TUJUAN ->
Sebutkan hanya jumlah baris dalam catatan di bawah yang memuat kata "roof", tanpa keterangan lain. Perhatikan bahwa huruf besar dan huruf kecil dibedakan.
____________________
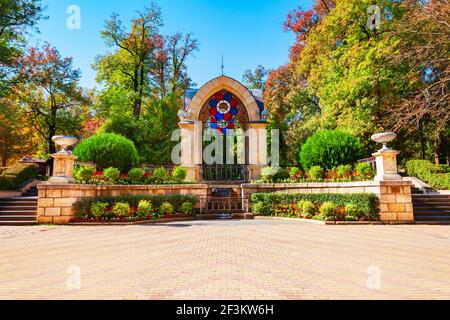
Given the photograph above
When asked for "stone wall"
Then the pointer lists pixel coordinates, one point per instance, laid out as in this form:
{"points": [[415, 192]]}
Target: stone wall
{"points": [[55, 204], [395, 196]]}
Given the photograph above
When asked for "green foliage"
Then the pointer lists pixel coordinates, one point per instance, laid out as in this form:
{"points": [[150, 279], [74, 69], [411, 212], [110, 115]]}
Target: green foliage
{"points": [[327, 211], [98, 209], [260, 209], [18, 174], [306, 209], [344, 171], [136, 174], [166, 208], [268, 173], [83, 206], [121, 209], [437, 176], [144, 209], [160, 175], [364, 171], [112, 175], [353, 212], [84, 174], [294, 172], [329, 149], [315, 173], [108, 150], [187, 208], [277, 204], [179, 173]]}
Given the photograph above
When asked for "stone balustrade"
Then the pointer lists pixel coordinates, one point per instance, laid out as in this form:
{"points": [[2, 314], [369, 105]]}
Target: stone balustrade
{"points": [[55, 204]]}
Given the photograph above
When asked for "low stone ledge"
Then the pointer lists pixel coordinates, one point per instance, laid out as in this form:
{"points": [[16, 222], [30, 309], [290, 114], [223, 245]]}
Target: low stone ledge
{"points": [[55, 203]]}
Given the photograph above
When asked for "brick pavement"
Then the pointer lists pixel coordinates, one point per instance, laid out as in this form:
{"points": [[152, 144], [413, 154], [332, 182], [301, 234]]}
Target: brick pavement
{"points": [[225, 260]]}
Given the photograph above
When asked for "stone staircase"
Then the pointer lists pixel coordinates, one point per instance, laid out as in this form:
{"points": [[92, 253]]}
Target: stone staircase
{"points": [[19, 211], [431, 208]]}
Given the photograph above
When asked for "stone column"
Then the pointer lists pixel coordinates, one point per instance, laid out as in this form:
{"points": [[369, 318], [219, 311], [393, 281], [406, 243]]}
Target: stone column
{"points": [[191, 148], [63, 165], [257, 140], [386, 165]]}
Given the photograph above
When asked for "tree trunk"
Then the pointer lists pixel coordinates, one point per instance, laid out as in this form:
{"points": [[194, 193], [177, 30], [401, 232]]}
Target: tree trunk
{"points": [[436, 148], [422, 140], [137, 103]]}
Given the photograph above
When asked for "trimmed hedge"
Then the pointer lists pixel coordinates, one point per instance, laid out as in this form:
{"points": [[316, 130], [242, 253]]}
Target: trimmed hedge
{"points": [[108, 150], [83, 207], [437, 176], [329, 149], [17, 174], [286, 204]]}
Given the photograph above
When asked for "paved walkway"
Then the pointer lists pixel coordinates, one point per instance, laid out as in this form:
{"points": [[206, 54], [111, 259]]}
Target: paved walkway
{"points": [[225, 260]]}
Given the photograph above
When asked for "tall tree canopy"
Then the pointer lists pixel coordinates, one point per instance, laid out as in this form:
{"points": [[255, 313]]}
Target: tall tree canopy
{"points": [[144, 64], [357, 65], [49, 93]]}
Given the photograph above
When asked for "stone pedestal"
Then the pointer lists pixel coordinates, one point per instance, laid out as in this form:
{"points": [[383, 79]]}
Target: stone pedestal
{"points": [[257, 149], [63, 168], [386, 165]]}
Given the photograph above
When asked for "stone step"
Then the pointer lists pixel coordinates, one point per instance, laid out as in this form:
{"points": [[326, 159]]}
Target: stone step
{"points": [[15, 212], [29, 218], [437, 222], [18, 223], [17, 208]]}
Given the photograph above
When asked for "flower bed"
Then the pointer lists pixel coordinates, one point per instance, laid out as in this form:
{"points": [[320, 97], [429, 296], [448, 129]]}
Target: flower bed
{"points": [[437, 176], [325, 206], [342, 173], [134, 208], [136, 176], [11, 178]]}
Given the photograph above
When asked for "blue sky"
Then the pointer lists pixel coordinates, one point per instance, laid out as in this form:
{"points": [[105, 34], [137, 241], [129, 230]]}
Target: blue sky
{"points": [[247, 32]]}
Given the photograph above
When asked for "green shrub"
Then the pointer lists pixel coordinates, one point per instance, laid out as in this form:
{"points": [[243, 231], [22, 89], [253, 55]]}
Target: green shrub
{"points": [[179, 174], [364, 171], [353, 212], [259, 209], [344, 171], [327, 211], [100, 209], [437, 176], [329, 149], [160, 175], [121, 210], [294, 173], [268, 173], [136, 175], [145, 209], [281, 175], [316, 173], [84, 174], [108, 150], [83, 206], [8, 183], [13, 177], [306, 209], [270, 204], [166, 208], [187, 208], [112, 175]]}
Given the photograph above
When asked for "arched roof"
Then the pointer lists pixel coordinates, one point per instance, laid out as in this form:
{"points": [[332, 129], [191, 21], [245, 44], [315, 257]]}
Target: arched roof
{"points": [[252, 100]]}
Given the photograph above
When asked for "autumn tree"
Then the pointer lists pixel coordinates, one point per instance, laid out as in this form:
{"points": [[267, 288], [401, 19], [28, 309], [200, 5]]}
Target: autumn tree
{"points": [[49, 93], [256, 79], [145, 63], [16, 19], [424, 50]]}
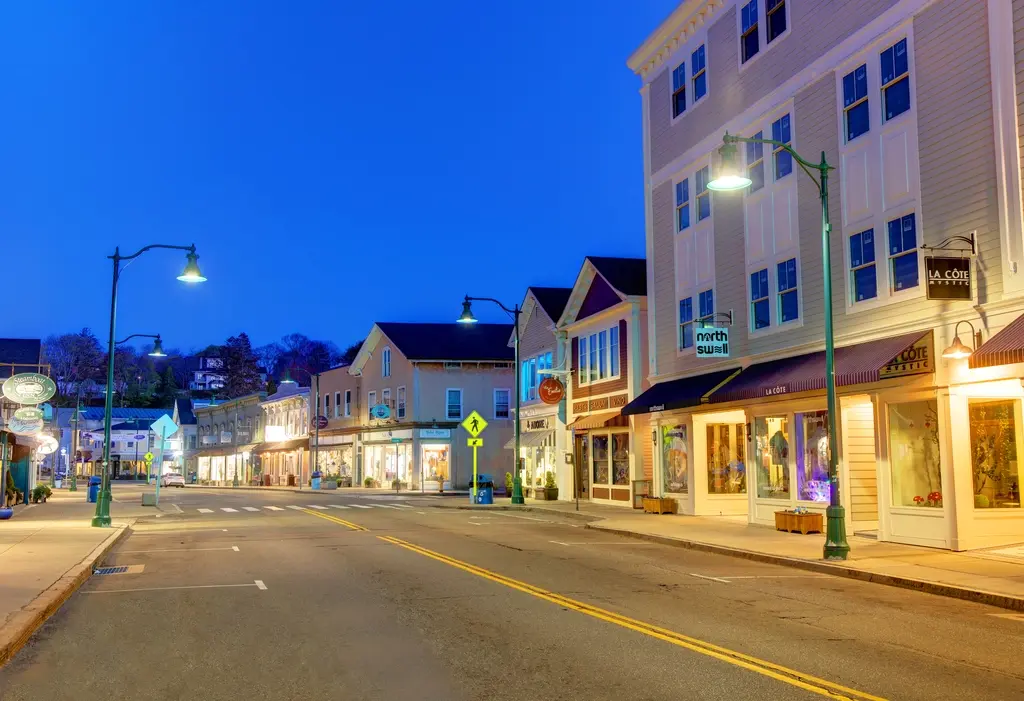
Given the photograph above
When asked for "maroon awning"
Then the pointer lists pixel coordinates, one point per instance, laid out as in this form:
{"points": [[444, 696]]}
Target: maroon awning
{"points": [[863, 362], [1003, 349]]}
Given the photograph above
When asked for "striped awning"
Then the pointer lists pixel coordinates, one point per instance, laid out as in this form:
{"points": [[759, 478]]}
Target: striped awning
{"points": [[1005, 348]]}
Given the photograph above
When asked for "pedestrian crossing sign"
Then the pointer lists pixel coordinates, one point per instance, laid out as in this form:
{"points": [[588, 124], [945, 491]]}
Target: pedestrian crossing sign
{"points": [[474, 424]]}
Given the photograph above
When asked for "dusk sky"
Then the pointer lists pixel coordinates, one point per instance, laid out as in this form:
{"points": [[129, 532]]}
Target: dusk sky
{"points": [[335, 163]]}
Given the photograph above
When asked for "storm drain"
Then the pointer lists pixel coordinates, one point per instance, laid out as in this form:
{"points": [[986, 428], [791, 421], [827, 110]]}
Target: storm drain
{"points": [[121, 569]]}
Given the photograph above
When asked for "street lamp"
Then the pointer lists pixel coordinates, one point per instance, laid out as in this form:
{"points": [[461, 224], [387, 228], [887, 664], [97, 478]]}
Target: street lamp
{"points": [[467, 317], [189, 274], [730, 178]]}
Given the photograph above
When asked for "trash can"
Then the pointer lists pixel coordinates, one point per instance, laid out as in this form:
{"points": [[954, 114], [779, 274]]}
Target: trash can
{"points": [[484, 489], [93, 489]]}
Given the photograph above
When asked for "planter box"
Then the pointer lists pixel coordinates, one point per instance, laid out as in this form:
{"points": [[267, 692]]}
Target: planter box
{"points": [[798, 523], [658, 505]]}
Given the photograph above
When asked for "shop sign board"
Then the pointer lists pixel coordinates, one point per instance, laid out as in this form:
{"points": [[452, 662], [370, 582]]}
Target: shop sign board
{"points": [[712, 342], [29, 388], [948, 278]]}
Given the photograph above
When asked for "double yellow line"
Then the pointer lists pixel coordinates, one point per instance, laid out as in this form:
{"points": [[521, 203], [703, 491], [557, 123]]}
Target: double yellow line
{"points": [[335, 519], [776, 671]]}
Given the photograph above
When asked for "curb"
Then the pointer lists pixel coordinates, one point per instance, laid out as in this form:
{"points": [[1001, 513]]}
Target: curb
{"points": [[19, 627], [1003, 601]]}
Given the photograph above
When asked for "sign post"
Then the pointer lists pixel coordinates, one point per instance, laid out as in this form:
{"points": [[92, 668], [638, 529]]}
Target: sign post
{"points": [[474, 425]]}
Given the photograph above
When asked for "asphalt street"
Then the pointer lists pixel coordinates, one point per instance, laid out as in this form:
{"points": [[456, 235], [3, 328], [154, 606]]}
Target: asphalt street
{"points": [[284, 596]]}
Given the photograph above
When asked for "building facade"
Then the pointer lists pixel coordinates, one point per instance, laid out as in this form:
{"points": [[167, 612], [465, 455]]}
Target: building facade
{"points": [[924, 140]]}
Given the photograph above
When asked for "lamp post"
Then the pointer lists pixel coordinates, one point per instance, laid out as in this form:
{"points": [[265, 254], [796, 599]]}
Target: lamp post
{"points": [[729, 178], [189, 274], [467, 317]]}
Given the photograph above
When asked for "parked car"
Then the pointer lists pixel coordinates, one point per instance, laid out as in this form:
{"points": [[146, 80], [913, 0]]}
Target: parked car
{"points": [[172, 479]]}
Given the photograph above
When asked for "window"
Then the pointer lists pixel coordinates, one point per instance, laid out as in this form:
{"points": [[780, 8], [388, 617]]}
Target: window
{"points": [[856, 116], [726, 458], [698, 67], [895, 81], [780, 131], [774, 19], [749, 42], [903, 253], [704, 194], [502, 401], [788, 306], [862, 266], [686, 322], [756, 163], [679, 90], [913, 453], [453, 408], [760, 311], [682, 205]]}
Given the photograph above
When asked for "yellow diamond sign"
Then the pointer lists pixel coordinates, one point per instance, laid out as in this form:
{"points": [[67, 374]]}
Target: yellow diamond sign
{"points": [[474, 424]]}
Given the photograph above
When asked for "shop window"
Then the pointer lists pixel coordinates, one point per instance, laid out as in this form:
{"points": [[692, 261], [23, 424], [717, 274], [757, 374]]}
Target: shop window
{"points": [[812, 456], [726, 458], [995, 431], [771, 438], [675, 459], [599, 455], [913, 453]]}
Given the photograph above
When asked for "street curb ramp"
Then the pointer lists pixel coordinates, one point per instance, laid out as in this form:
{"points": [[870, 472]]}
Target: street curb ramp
{"points": [[19, 626]]}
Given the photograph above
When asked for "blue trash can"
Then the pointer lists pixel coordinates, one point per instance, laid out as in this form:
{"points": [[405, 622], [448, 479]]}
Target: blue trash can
{"points": [[93, 489], [484, 489]]}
____________________
JAWABAN LATIHAN ->
2